* _WHAT THE EXERCISE ASKS_
Copy out each of the following records word for word, keeping every line as it appears.
* START *
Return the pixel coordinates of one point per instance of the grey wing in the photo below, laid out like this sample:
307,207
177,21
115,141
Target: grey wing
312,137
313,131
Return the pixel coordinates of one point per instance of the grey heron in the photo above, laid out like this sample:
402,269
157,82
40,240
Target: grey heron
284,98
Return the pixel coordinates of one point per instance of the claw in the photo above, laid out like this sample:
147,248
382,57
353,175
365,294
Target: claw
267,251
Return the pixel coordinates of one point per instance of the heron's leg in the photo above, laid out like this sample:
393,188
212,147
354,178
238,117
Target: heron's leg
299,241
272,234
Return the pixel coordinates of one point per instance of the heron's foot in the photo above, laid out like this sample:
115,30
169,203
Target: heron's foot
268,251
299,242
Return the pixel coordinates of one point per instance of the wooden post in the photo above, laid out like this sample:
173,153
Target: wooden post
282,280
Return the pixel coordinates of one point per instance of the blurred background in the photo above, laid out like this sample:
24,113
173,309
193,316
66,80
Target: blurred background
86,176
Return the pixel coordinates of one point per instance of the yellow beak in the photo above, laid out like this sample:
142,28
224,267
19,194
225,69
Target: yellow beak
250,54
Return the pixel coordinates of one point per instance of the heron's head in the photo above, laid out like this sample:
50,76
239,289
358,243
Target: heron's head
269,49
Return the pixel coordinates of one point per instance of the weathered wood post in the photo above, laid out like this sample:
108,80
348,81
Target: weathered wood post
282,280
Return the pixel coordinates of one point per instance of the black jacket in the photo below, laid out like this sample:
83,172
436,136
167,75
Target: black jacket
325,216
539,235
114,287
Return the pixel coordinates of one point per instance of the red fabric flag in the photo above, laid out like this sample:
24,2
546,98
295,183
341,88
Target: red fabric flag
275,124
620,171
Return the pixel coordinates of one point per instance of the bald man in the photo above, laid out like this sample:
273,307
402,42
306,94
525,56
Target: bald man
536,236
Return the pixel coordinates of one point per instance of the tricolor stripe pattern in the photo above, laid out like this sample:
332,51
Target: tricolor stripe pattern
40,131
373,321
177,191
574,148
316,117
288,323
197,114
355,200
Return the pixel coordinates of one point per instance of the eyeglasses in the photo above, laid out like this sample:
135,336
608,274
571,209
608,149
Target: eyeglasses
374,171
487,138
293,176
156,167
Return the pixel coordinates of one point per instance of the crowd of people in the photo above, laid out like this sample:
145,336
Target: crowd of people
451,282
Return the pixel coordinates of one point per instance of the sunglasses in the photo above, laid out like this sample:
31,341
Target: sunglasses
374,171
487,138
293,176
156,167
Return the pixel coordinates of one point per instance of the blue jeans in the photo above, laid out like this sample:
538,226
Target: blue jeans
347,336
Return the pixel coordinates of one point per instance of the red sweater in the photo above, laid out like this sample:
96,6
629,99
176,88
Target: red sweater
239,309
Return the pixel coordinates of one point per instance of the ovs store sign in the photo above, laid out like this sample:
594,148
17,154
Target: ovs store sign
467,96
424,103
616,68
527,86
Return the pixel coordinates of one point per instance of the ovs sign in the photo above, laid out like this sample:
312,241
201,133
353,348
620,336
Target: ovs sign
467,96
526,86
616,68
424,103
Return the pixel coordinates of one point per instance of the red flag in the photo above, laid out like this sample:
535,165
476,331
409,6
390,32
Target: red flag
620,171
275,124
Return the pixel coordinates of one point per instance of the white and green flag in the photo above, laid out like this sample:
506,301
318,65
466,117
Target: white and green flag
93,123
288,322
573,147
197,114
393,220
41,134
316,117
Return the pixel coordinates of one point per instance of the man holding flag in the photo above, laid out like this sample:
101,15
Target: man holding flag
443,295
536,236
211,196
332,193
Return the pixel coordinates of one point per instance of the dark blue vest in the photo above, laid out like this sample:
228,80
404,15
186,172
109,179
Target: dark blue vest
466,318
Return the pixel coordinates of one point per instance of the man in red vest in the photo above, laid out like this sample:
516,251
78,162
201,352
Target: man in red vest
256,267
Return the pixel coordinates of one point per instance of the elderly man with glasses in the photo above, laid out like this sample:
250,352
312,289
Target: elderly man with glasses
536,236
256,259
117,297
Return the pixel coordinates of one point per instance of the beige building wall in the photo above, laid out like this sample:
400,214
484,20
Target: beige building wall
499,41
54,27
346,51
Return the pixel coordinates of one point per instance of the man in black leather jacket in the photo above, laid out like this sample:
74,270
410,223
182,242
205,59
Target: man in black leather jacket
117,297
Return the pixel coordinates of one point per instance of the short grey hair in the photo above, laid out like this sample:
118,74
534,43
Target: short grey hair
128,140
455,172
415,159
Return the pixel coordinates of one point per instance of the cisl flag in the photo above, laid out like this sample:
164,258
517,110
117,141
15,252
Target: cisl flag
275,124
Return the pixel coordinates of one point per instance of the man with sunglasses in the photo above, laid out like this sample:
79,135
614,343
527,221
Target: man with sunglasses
* END *
* _THE REPLY_
Return the pixel coordinates of one point per instance of the grey wing in the photo below, laid out like this sample:
307,207
177,21
115,141
Target: grey wing
312,137
313,131
Return the pixel coordinates of one point per instance of the grey heron in the photo above, laid out like this sample:
402,269
157,82
40,240
Target: grey heron
284,98
Return the pixel coordinates of one point per instance of the claw in the photo above, laid out like this sample:
147,248
382,57
353,175
365,294
Target: claw
267,251
Return the pixel coordinates of one point per instance of the heron's leg in the photo above, laid out like this sample:
393,188
212,147
354,178
238,117
Target: heron's leg
299,241
272,234
Return the pixel coordinates of one point per instance of the heron's foot in the photo above, laid out like this sample:
115,30
169,203
Target: heron's foot
268,251
299,242
Return the pixel coordinates of one point per instance of the wooden post in the photo above, laid out like this sample:
173,153
Target: wooden post
282,280
Return the pixel coordinates of one point per instance of the blurred background in the photo above, laid out like this sample:
24,113
173,309
193,316
66,80
Target: blurred background
86,176
Return the pixel coordinates of one point per instance of the yellow beak in the photo above, laid out like this sample:
142,28
224,267
19,194
225,69
Target: yellow beak
250,54
Return the pixel coordinates of one point per instance of the heron's head in the photo above, laid out like this sample:
50,76
239,289
358,243
Target: heron's head
269,49
Return the pixel coordinates of one point per instance of the weathered wood post in the photo above, laid out like this sample:
108,80
348,81
Target: weathered wood post
282,280
Return the pixel coordinates of one point per instance of the black jacket in the photo below, laid out like this sample:
83,172
436,136
167,75
Target: black jacket
325,216
539,235
114,287
Return the pixel coordinates of one point per instance of the red fabric flag in the photo above, laid out like this sample:
24,2
546,98
295,183
341,88
Target: red fabric flag
275,124
620,171
Return the pixel coordinates of one point per instance of the bald man in the photo above, laid out like this sample:
273,307
402,42
306,94
525,56
Target: bald man
536,236
Return the pixel coordinates of one point per instance of the tricolor stripe pattern in the photo above, laid out like this sample:
332,51
Target: tricolor stripe pattern
40,131
373,321
177,191
574,148
316,117
288,323
197,114
355,200
Return the pixel coordinates of one point per instance of the eyeglasses in the photo above, laid out like this sample:
135,336
608,274
571,209
608,149
Target: eyeglasses
374,171
487,138
293,176
156,167
Return the pixel coordinates of one point per instance of the crowd of people in the photo above, laid out like this sample:
145,336
Target: crowd of people
451,282
Return the pixel coordinates of one point per instance of the sunglasses in the photo above, laid out like this sample:
31,341
Target: sunglasses
374,171
487,138
293,176
156,167
Return the pixel coordinates of one point per instance of the blue jeans in the photo above, laid out like this sample:
538,226
Target: blue jeans
347,336
Return the pixel coordinates of one point per instance of the red sweater in the photo above, laid out like this sample:
96,6
629,99
176,88
Target: red sweater
239,309
Return the pixel coordinates of one point per instance of the ovs store sign in the photo above, laid out like this sample:
594,148
17,154
Target: ovs store sign
467,96
424,103
616,68
527,86
Return the pixel coordinates of one point per instance of the ovs sign in the photo above, laid out like this sample:
312,241
201,133
353,348
620,336
Target: ovs sign
467,96
526,86
616,68
424,103
Return the pixel coordinates of one point per instance of the red flag in the photo above, laid out like this sample:
535,165
476,331
409,6
390,32
Target: red flag
620,171
275,124
Return the pixel coordinates of one point per instance of the white and green flag in the photo above, laid out like this sample:
506,301
318,65
466,117
Target: white and green flag
93,123
288,322
573,147
197,114
393,220
41,134
316,117
Return the pixel coordinates of one point per instance of the man holding flag in the photo above, laid out like this sample:
101,15
Target: man holding flag
443,295
536,236
211,196
332,193
Return the pixel coordinates of one point per instance of the dark blue vest in the photo above, laid out like this sample:
228,80
404,15
186,172
109,179
Target: dark blue vest
466,318
Return the pixel coordinates of one point per instance of the man in red vest in the photo above, laid out like this sample:
516,251
78,162
201,352
Target: man in red vest
256,267
Return the pixel coordinates of one point per instance of the elderly man with glasses in the photo above, laid out like this sample:
250,352
312,289
Target: elderly man with glasses
536,236
256,259
117,297
Return the pixel coordinates of one point per instance of the beige building wall in the photo above, laid out like this sample:
400,214
484,20
Target: beige building wall
499,41
54,27
346,51
Return the pixel coordinates of one point per instance of the man in black leather jacket in the photo above, laid out like this sample:
74,270
410,223
182,242
205,59
Target: man in black leather jacket
117,297
Return the pixel coordinates of one point per instance of the short grey hair in the photo above, laid out like this sample:
118,74
534,43
Target: short grey hair
128,140
455,172
415,159
Return the pixel coordinates of one point per instance of the cisl flag in the photo above, laid out like this sample:
164,258
517,110
117,141
15,252
Target: cisl flag
275,124
Return the pixel coordinates of one point per instance of the man with sunglasses in the photo above, laid out like this sample:
79,135
614,343
527,221
Target: man with sunglasses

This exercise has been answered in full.